+++ DATA SUPPLIED
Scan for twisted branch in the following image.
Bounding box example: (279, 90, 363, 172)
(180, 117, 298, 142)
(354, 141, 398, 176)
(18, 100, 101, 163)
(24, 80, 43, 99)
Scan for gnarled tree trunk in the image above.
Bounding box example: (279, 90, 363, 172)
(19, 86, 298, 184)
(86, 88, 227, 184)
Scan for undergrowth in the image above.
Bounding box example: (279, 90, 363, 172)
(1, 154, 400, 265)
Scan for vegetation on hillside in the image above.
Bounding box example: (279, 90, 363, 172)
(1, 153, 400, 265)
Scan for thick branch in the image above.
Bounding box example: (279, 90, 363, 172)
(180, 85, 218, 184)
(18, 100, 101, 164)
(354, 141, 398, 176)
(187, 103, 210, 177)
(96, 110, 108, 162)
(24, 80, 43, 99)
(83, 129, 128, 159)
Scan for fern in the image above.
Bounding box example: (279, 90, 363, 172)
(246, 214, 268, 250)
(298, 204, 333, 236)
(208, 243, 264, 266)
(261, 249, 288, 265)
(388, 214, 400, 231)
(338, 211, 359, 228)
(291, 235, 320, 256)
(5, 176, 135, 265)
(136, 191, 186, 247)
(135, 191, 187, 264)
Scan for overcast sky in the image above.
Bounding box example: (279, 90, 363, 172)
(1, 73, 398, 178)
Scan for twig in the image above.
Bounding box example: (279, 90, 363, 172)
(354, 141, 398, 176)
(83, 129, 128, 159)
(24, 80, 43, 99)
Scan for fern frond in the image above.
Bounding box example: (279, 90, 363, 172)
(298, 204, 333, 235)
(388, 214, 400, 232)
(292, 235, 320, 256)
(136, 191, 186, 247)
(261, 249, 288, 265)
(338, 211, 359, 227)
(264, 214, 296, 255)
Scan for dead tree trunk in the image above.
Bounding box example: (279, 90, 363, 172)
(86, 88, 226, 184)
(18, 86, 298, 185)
++++++
** GOAL OF THE EXERCISE **
Only the lines above, from the first through the one holding "Scan for thick branch in the image above.", are to be output, and they must be copied exactly.

** REPLY TO THE EXERCISE **
Scan for twisted branch in the following image.
Bounding box example: (279, 90, 363, 172)
(180, 117, 298, 142)
(354, 141, 398, 176)
(18, 100, 101, 163)
(24, 80, 43, 99)
Scan for gnarled tree trunk in the image above.
Bounding box example: (279, 90, 363, 172)
(19, 86, 298, 184)
(86, 88, 227, 184)
Scan for undergrowth in the image above.
Bounding box example: (279, 90, 363, 172)
(1, 154, 400, 265)
Scan for vegetation on hillside in the image above.
Bounding box example: (279, 90, 363, 172)
(1, 153, 400, 265)
Scan for thick branch in the image above.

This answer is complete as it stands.